What you need to do: Reproduce the material exactly, omitting nothing.

Records provided:
————————

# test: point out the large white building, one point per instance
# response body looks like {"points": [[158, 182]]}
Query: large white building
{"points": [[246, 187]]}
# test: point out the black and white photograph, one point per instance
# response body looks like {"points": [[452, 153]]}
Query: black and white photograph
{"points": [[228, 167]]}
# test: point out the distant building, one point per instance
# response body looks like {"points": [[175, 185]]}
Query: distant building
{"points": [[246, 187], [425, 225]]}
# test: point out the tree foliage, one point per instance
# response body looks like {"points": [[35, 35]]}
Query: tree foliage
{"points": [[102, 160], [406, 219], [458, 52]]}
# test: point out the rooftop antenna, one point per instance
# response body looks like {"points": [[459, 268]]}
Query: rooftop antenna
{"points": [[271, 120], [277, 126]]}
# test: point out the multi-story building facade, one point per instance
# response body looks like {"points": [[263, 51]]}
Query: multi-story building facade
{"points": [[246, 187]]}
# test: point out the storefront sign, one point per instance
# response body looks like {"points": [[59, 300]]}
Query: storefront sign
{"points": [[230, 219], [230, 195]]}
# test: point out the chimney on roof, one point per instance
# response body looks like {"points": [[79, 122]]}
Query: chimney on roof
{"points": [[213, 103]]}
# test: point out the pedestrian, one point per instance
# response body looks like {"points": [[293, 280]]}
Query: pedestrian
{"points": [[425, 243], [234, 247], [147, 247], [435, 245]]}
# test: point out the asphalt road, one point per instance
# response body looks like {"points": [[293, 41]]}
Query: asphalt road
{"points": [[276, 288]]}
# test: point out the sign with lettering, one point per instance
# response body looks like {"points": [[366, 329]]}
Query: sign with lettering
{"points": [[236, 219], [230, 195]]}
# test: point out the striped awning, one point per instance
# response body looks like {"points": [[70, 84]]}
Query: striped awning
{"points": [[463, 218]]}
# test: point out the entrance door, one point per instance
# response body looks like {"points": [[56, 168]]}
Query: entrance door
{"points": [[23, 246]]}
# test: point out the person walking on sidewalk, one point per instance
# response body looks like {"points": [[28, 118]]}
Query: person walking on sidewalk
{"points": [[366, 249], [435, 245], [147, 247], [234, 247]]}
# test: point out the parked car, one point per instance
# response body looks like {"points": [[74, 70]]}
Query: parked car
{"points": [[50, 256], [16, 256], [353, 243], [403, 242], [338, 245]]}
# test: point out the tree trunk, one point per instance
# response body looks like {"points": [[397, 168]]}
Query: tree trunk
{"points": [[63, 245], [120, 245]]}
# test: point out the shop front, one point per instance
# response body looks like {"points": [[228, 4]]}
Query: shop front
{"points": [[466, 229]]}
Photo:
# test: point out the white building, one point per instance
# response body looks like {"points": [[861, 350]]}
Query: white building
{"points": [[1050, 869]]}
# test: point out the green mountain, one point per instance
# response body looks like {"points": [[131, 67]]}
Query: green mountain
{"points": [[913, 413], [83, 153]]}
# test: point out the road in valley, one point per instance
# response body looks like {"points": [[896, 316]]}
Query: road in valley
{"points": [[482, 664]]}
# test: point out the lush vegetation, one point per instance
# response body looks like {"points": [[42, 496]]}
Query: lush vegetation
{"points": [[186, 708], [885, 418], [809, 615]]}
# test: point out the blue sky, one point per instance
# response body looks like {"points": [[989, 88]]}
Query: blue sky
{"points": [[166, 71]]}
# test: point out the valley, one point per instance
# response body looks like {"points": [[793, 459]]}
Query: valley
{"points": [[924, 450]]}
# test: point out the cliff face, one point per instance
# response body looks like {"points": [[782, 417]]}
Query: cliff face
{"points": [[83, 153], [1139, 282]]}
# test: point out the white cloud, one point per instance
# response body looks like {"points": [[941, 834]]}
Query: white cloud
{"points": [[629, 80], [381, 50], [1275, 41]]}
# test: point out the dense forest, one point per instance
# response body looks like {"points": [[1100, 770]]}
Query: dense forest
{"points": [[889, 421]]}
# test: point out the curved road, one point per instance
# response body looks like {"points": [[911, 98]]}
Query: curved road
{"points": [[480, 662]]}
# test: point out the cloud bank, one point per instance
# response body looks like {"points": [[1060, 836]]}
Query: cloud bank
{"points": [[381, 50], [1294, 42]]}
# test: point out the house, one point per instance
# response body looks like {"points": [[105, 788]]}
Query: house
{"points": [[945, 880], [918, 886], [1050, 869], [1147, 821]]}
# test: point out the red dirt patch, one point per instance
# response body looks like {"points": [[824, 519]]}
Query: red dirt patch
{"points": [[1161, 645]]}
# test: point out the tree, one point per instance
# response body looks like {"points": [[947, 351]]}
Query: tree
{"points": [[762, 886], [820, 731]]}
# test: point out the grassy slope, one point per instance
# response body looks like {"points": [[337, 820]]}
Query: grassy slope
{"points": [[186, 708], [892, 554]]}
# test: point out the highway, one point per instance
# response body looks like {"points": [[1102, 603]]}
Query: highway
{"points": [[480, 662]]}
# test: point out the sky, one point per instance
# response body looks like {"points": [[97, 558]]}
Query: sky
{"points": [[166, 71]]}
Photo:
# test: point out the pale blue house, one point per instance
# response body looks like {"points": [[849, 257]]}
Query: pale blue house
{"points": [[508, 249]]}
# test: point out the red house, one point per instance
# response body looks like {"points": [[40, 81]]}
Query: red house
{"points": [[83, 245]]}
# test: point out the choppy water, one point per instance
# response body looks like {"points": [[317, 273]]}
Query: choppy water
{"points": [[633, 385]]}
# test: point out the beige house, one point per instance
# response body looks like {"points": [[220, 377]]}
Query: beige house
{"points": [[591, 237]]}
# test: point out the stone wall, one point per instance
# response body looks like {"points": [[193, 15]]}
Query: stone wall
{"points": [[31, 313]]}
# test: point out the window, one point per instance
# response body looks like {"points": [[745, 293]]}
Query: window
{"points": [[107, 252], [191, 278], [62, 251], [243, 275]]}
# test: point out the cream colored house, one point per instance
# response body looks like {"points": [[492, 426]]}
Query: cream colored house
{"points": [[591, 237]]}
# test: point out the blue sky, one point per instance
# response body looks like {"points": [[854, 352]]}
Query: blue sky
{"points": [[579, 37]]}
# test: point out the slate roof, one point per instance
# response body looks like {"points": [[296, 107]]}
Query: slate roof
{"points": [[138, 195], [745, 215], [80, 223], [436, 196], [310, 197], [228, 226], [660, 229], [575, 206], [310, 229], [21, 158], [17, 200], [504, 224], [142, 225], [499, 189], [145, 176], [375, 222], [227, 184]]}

————————

Exercise solution:
# test: point out the large white building, one point per instance
# response body looks like {"points": [[158, 182]]}
Query: large white building
{"points": [[246, 187]]}
# test: point out the black and white photograph, one point per instance
# response body looks like {"points": [[452, 153]]}
Query: black and white photograph
{"points": [[228, 167]]}
# test: point out the distant building, one point per instance
# response body looks like {"points": [[175, 185]]}
Query: distant building
{"points": [[246, 187], [425, 225]]}
# test: point out the tree foliage, one point per instance
# response body looks like {"points": [[35, 35]]}
Query: tree foliage
{"points": [[102, 160], [406, 219], [458, 52]]}
# test: point out the rooftop antenna, one point per instance
# response body looks like {"points": [[459, 268]]}
Query: rooftop antenna
{"points": [[271, 120], [277, 126]]}
# test: point out the multi-story building facade, one point per instance
# response body looks like {"points": [[263, 51]]}
Query: multi-story building facade
{"points": [[246, 187]]}
# test: point out the storefront sign, one point per instance
# response body looks like {"points": [[59, 300]]}
Query: storefront sign
{"points": [[230, 219], [230, 195]]}
# test: point out the chimney on roof, one point per instance
# response body looks like {"points": [[79, 122]]}
Query: chimney on roof
{"points": [[213, 103]]}
# test: point out the pedestrian, one point per instance
# response body looks like {"points": [[293, 280]]}
Query: pedestrian
{"points": [[425, 243], [234, 247], [147, 247], [435, 245]]}
# test: point out the asphalt road, one point per instance
# response body looks like {"points": [[293, 41]]}
Query: asphalt road
{"points": [[276, 288]]}
# test: point out the sign with lettering, one point per instance
# response body looks like {"points": [[366, 329]]}
Query: sign with lettering
{"points": [[236, 219], [230, 195]]}
# test: point out the striped awning, one point per instance
# response body looks like {"points": [[70, 84]]}
Query: striped awning
{"points": [[463, 218]]}
# test: point out the entrance door, one point per instance
# response body looks like {"points": [[56, 168]]}
Query: entrance door
{"points": [[23, 246]]}
# test: point out the person walking on sidewalk, one point per instance
# response body looks like {"points": [[28, 118]]}
Query: person walking on sidewalk
{"points": [[366, 249], [435, 245], [147, 247], [234, 247]]}
# test: point out the parked car, one point per instance
# response body looks like {"points": [[74, 70]]}
Query: parked car
{"points": [[50, 256], [16, 256], [353, 243], [403, 242], [338, 245]]}
# test: point out the tree trunk, one point per instance
# response body looks like {"points": [[397, 168]]}
Query: tree trunk
{"points": [[63, 245], [120, 245]]}
# test: point out the shop front, one point per instance
# response body looks like {"points": [[228, 4]]}
Query: shop front
{"points": [[466, 229]]}
Photo:
# test: point out the white building, one point per instance
# response body looks like {"points": [[861, 350]]}
Query: white building
{"points": [[1050, 869]]}
# test: point out the green mountain, one point per instance
# response body looks like {"points": [[131, 67]]}
Query: green mountain
{"points": [[913, 413], [83, 153]]}
# test: point out the road in valley, one point per instance
# response body looks like {"points": [[896, 316]]}
Query: road in valley
{"points": [[482, 664]]}
# test: point out the lush vegetation, one point per instance
# response body looks like {"points": [[42, 496]]}
Query: lush vegetation
{"points": [[186, 708], [885, 418], [809, 615]]}
# test: point out the blue sky, one point per instance
# response body looks like {"points": [[989, 88]]}
Query: blue sky
{"points": [[166, 71]]}
# test: point out the valley, one point per instance
# response body looks like {"points": [[793, 459]]}
Query: valley
{"points": [[924, 450]]}
# test: point out the cliff face, one point per instance
# response body looks like {"points": [[782, 417]]}
Query: cliff face
{"points": [[83, 153], [1139, 282]]}
# test: point out the white cloud, one point per instance
# response body looks like {"points": [[941, 834]]}
Query: white cloud
{"points": [[629, 80], [381, 50], [1275, 41]]}
# test: point out the dense forest, one point per instance
# response body looks like {"points": [[1100, 770]]}
Query: dense forest
{"points": [[889, 421]]}
# test: point out the curved road, one point per instance
# response body looks like {"points": [[911, 98]]}
Query: curved road
{"points": [[480, 662]]}
# test: point out the cloud bank, one point per instance
# response body looks like {"points": [[1060, 836]]}
Query: cloud bank
{"points": [[381, 50], [1294, 42]]}
# test: point out the house, one point per instance
# response body looks like {"points": [[105, 788]]}
Query: house
{"points": [[945, 880], [918, 886], [1050, 869], [1147, 821]]}
# test: point out the red dirt patch, one point per instance
# response body looks like {"points": [[824, 519]]}
Query: red dirt patch
{"points": [[1161, 645]]}
# test: point out the tree, one point per instance
# response body looks like {"points": [[947, 351]]}
Query: tree
{"points": [[762, 886], [820, 731]]}
# test: point out the grassy slope, one point per instance
# response body looks like {"points": [[337, 820]]}
Query: grassy slope
{"points": [[186, 708], [892, 554]]}
# test: point out the highway, one point per instance
# response body looks like {"points": [[1102, 603]]}
Query: highway
{"points": [[480, 662]]}
# test: point out the sky, one point per instance
# response body looks like {"points": [[97, 558]]}
Query: sky
{"points": [[166, 71]]}
Photo:
# test: point out the pale blue house, one point per instance
# response body looks like {"points": [[849, 257]]}
Query: pale blue house
{"points": [[508, 249]]}
# test: point out the red house, one point per instance
# response body looks like {"points": [[40, 81]]}
Query: red house
{"points": [[83, 245]]}
# test: point out the choppy water, one point per instance
# response body looks like {"points": [[317, 273]]}
Query: choppy water
{"points": [[633, 385]]}
# test: point out the beige house, one point per instance
# response body looks like {"points": [[220, 377]]}
Query: beige house
{"points": [[591, 237]]}
# test: point out the stone wall, one point per instance
# response body looks like {"points": [[193, 15]]}
Query: stone wall
{"points": [[31, 313]]}
# test: point out the window, one point per instance
# response body looks like {"points": [[745, 293]]}
Query: window
{"points": [[107, 252], [191, 278], [62, 251], [243, 275]]}
# test: point out the cream colored house, one point per instance
# response body looks like {"points": [[492, 426]]}
Query: cream colored house
{"points": [[591, 237]]}
# test: point out the blue sky, one point per instance
# response body looks like {"points": [[854, 352]]}
Query: blue sky
{"points": [[579, 37]]}
# test: point out the slate roof, one point per instance
# response body looks like {"points": [[296, 107]]}
Query: slate roof
{"points": [[138, 195], [745, 215], [80, 223], [436, 196], [310, 197], [228, 226], [660, 229], [575, 206], [310, 229], [21, 158], [17, 200], [504, 224], [142, 225], [499, 189], [145, 176], [375, 222], [227, 184]]}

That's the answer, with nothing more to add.